§ **EXERCISE GOAL**:
Please state how many lines in the records that follow include "black", with no other output.
DATA EXTRACT below:
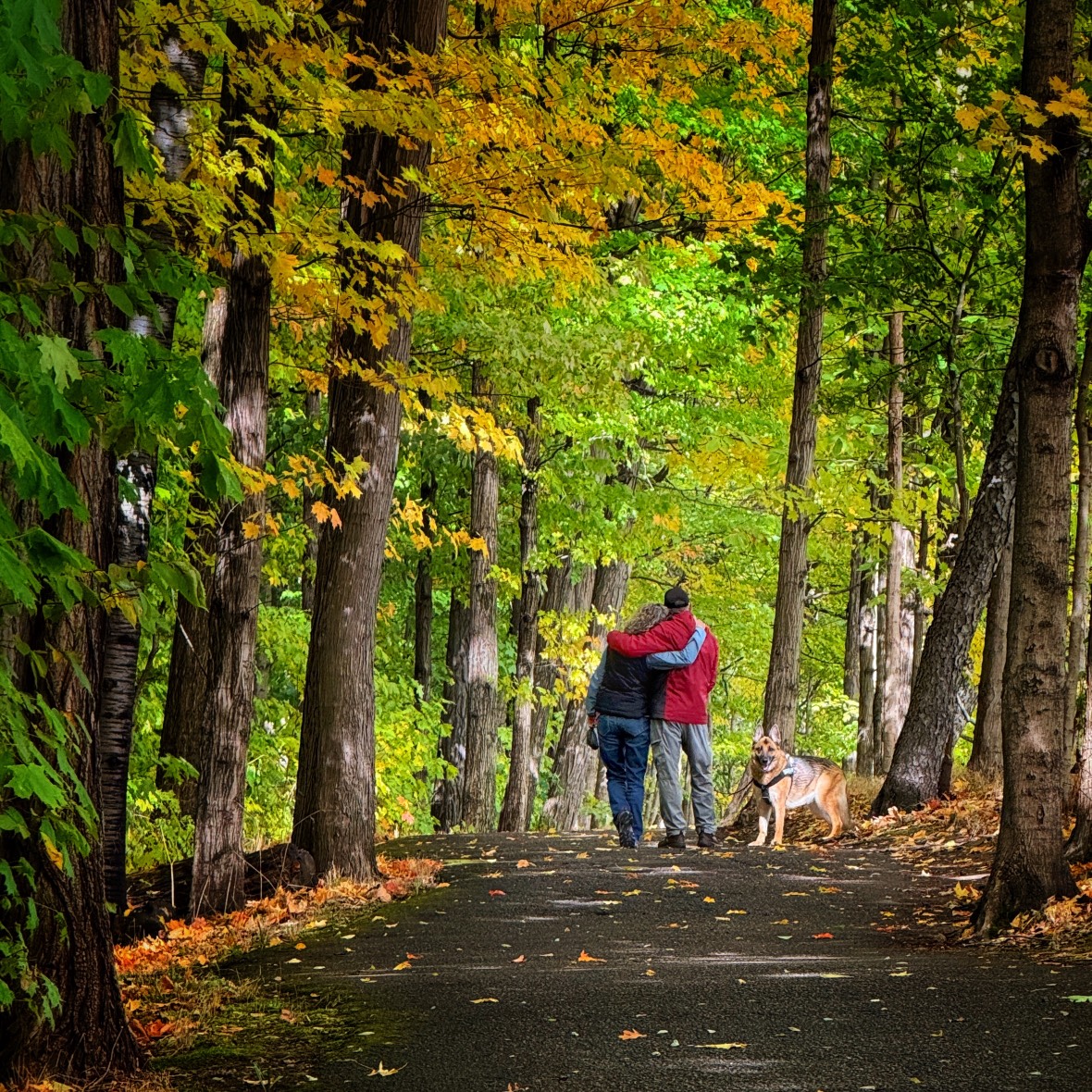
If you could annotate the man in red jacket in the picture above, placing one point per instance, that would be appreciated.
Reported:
(680, 723)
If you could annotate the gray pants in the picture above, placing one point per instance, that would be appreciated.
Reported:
(668, 738)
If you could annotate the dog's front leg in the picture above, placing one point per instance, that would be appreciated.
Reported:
(778, 823)
(763, 823)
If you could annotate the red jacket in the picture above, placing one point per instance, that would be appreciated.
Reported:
(686, 698)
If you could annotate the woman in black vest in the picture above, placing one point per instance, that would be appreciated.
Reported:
(619, 698)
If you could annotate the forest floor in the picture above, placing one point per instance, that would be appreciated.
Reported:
(562, 961)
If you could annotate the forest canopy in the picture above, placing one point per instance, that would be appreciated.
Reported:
(363, 364)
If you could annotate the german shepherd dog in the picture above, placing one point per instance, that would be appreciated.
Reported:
(783, 781)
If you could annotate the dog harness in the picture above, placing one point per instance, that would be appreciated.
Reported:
(764, 788)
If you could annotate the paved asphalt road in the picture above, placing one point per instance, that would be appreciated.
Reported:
(711, 957)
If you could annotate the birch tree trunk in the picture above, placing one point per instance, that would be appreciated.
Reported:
(423, 599)
(188, 674)
(575, 763)
(899, 619)
(72, 945)
(485, 711)
(335, 795)
(448, 794)
(987, 748)
(234, 589)
(1027, 865)
(523, 765)
(935, 700)
(173, 121)
(850, 667)
(1079, 610)
(782, 681)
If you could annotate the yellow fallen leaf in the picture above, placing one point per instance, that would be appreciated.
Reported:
(55, 855)
(383, 1072)
(584, 958)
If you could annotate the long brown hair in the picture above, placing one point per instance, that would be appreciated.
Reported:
(645, 617)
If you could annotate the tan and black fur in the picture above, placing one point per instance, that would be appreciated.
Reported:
(816, 783)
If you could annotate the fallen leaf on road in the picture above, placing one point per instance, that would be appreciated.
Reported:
(383, 1072)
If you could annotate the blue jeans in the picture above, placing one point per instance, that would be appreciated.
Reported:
(624, 747)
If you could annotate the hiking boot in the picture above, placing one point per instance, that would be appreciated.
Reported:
(627, 837)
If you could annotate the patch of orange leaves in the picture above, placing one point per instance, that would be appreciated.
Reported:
(157, 972)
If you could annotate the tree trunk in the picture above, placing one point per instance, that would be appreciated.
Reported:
(987, 748)
(235, 587)
(188, 674)
(866, 665)
(335, 794)
(1079, 612)
(934, 702)
(313, 410)
(783, 678)
(173, 120)
(423, 599)
(71, 944)
(523, 765)
(921, 614)
(117, 697)
(575, 763)
(485, 710)
(850, 669)
(1027, 865)
(1079, 847)
(899, 620)
(448, 796)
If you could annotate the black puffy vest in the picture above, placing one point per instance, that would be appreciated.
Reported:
(629, 687)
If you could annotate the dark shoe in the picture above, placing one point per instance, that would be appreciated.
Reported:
(627, 837)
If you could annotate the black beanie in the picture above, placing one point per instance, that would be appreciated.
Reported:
(676, 598)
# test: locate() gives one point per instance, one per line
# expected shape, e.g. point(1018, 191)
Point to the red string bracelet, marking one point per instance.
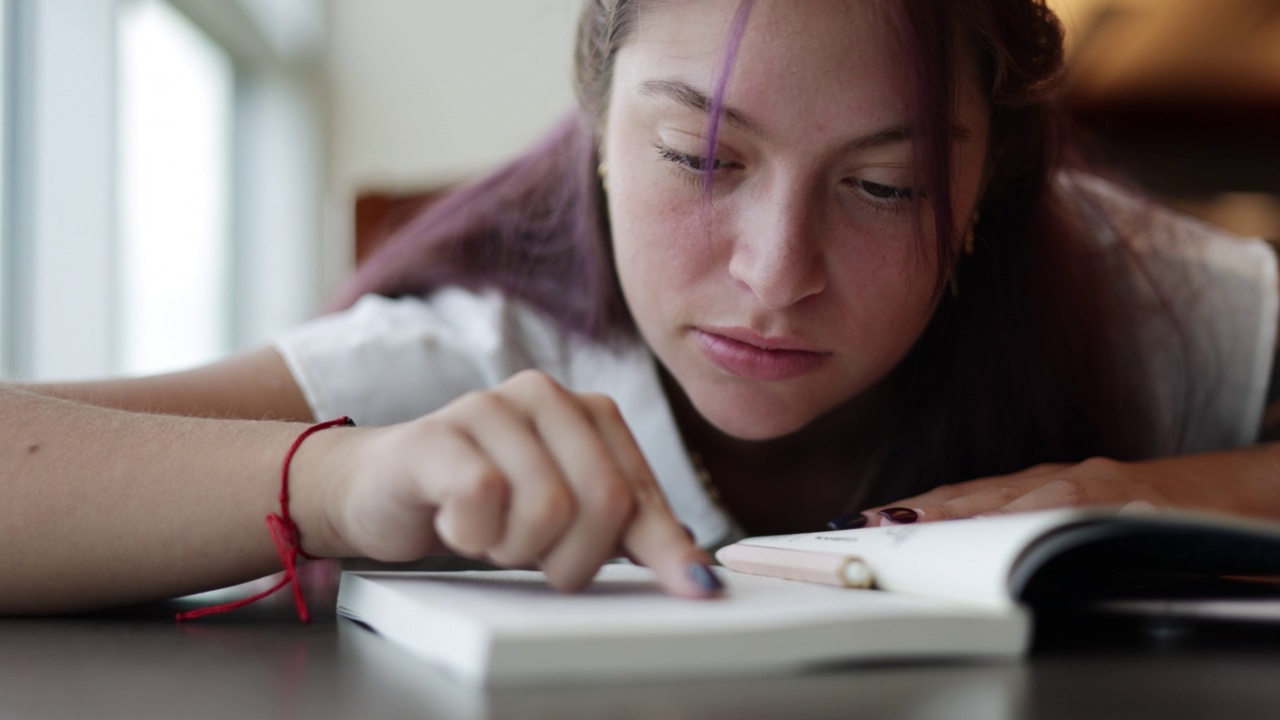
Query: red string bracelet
point(284, 533)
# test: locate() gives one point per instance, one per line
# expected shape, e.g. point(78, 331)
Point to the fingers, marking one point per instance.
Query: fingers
point(654, 537)
point(542, 475)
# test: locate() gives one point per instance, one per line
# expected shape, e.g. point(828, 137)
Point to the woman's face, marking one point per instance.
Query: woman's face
point(805, 278)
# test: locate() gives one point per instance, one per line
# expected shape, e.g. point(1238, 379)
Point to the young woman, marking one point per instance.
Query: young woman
point(790, 263)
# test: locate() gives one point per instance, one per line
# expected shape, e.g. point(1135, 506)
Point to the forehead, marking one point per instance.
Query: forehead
point(821, 59)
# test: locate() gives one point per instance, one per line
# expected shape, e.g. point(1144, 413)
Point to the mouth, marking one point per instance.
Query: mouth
point(750, 356)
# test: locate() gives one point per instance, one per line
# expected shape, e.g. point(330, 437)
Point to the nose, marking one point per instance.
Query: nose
point(777, 250)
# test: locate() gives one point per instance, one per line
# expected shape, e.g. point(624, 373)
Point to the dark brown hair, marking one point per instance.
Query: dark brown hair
point(1023, 365)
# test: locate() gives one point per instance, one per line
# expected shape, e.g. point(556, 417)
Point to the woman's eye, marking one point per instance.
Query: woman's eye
point(691, 162)
point(883, 191)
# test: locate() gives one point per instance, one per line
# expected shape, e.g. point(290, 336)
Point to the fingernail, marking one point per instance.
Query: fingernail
point(900, 515)
point(704, 578)
point(848, 522)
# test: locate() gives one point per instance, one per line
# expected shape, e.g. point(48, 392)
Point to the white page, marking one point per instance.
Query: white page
point(961, 560)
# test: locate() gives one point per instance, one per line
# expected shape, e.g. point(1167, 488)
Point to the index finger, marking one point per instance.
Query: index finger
point(654, 537)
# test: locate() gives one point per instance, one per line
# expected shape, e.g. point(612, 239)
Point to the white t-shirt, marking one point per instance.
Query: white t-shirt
point(385, 361)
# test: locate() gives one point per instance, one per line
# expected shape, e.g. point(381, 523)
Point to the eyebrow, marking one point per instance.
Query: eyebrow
point(694, 99)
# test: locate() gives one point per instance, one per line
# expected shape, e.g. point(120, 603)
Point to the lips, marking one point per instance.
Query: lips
point(750, 356)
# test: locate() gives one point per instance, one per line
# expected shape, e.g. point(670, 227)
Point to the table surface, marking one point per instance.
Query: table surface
point(261, 662)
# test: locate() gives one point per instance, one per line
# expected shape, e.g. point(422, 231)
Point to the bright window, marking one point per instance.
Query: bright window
point(176, 115)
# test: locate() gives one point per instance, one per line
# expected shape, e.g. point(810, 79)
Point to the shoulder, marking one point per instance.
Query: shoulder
point(1205, 305)
point(387, 360)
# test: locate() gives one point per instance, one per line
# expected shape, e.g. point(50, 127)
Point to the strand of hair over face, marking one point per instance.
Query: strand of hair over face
point(737, 28)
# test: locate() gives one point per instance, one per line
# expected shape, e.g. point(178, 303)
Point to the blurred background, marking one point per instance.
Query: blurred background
point(182, 178)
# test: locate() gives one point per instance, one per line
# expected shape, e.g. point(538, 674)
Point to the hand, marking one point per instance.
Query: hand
point(1220, 482)
point(525, 474)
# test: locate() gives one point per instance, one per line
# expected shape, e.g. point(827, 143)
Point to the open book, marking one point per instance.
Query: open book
point(958, 589)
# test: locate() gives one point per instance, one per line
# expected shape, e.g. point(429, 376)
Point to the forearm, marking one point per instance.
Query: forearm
point(1243, 482)
point(103, 507)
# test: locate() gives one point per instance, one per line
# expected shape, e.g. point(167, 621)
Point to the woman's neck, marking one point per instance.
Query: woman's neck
point(792, 483)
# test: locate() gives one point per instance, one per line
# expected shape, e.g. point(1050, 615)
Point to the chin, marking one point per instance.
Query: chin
point(753, 423)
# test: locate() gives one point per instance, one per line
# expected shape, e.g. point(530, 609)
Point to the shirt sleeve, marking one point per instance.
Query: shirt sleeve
point(385, 361)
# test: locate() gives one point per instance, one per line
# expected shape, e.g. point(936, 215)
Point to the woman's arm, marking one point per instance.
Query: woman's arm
point(1240, 482)
point(103, 506)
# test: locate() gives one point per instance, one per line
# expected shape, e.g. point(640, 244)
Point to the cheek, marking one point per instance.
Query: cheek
point(658, 236)
point(885, 283)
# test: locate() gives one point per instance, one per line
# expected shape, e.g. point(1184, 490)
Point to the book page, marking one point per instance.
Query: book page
point(963, 560)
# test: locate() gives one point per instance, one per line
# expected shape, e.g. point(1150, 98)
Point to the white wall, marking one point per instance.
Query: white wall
point(425, 92)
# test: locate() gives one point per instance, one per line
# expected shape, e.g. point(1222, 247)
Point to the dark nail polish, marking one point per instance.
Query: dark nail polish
point(704, 578)
point(848, 522)
point(899, 515)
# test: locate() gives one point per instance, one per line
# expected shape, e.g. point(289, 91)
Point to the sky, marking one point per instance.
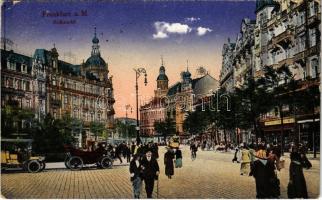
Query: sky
point(132, 34)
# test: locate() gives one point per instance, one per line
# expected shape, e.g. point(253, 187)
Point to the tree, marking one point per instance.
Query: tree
point(97, 129)
point(51, 134)
point(166, 127)
point(309, 100)
point(193, 123)
point(15, 120)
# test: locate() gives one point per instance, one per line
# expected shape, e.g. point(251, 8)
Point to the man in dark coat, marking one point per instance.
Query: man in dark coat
point(267, 185)
point(150, 173)
point(133, 148)
point(168, 162)
point(118, 151)
point(297, 185)
point(135, 173)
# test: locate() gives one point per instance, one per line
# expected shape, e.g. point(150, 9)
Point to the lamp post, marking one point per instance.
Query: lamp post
End of DATA EXTRACT.
§ **WORKED SOLUTION**:
4